__Dataset content__.

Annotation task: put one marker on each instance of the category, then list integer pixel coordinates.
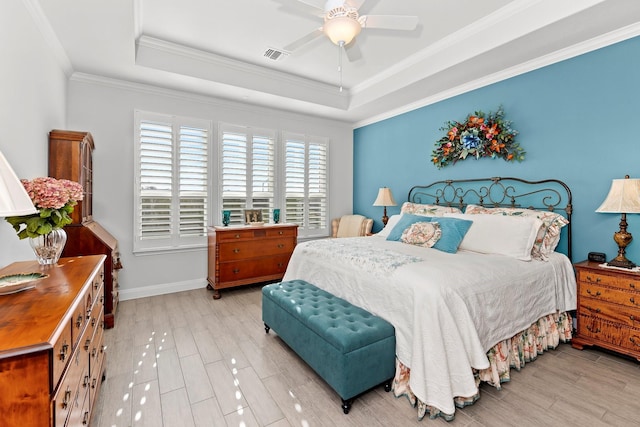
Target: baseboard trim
(162, 289)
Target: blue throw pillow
(405, 221)
(453, 231)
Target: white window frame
(173, 241)
(247, 200)
(305, 229)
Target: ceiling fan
(342, 23)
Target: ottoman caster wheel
(346, 405)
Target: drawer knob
(67, 397)
(593, 330)
(63, 351)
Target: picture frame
(252, 215)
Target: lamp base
(621, 262)
(622, 239)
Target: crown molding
(578, 49)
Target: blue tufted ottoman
(350, 348)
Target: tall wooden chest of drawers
(608, 309)
(52, 357)
(241, 255)
(71, 157)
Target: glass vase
(48, 247)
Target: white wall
(32, 102)
(106, 107)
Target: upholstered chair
(351, 226)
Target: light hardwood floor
(186, 360)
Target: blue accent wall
(578, 120)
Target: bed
(466, 309)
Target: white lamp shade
(623, 197)
(14, 200)
(385, 198)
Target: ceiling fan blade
(389, 22)
(353, 51)
(291, 47)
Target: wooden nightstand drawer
(612, 295)
(621, 282)
(608, 312)
(243, 255)
(232, 251)
(232, 271)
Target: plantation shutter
(172, 190)
(248, 171)
(306, 184)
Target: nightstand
(608, 311)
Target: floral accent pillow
(422, 234)
(427, 210)
(548, 234)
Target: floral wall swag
(480, 135)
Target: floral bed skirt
(514, 352)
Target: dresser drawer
(606, 332)
(62, 350)
(231, 251)
(69, 391)
(80, 316)
(612, 295)
(615, 313)
(240, 270)
(615, 281)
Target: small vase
(48, 247)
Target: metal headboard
(549, 194)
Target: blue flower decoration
(470, 141)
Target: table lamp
(14, 200)
(623, 198)
(385, 198)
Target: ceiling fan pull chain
(340, 47)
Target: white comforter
(447, 309)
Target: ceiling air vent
(275, 54)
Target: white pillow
(393, 220)
(512, 236)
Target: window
(181, 188)
(306, 185)
(171, 209)
(247, 173)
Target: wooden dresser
(608, 309)
(52, 356)
(71, 157)
(241, 255)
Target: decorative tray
(13, 283)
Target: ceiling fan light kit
(342, 29)
(342, 23)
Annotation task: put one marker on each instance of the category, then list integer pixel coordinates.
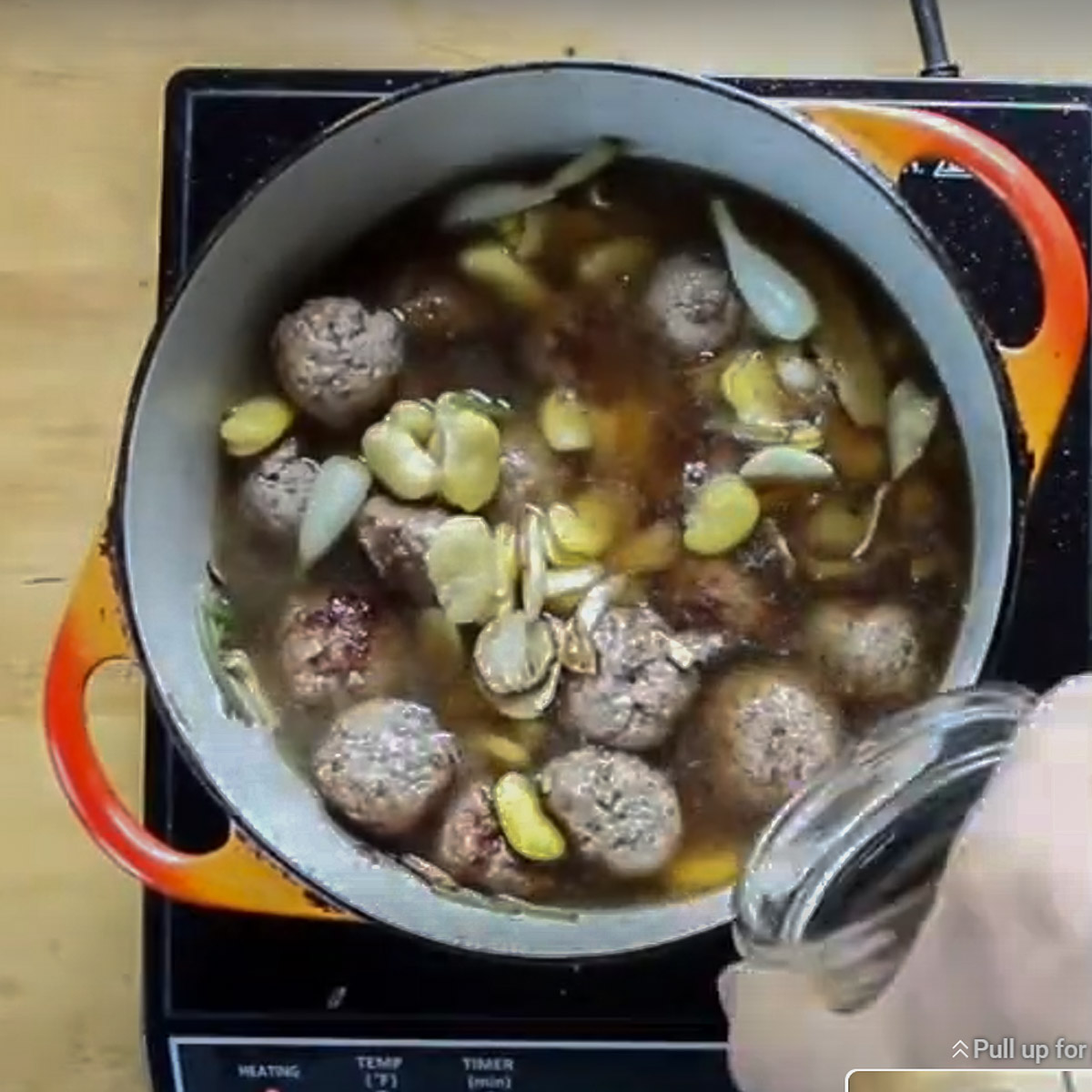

__Requirement__. Leaving out the pictures, print exactly and only the lines from the one containing "Target: white comforter" through the last line of the records.

__Expected output__.
Target: white comforter
(447, 309)
Target: ceiling air vent
(275, 54)
Target: white pillow
(393, 220)
(512, 236)
Target: window
(181, 188)
(306, 185)
(171, 209)
(247, 173)
Target: wooden dresser
(608, 309)
(52, 356)
(71, 157)
(241, 255)
Target: decorative tray
(13, 283)
Target: ceiling fan light kit
(342, 29)
(342, 23)
Annotation task: put one marker on each instance of the category, then list integer pixel coordinates.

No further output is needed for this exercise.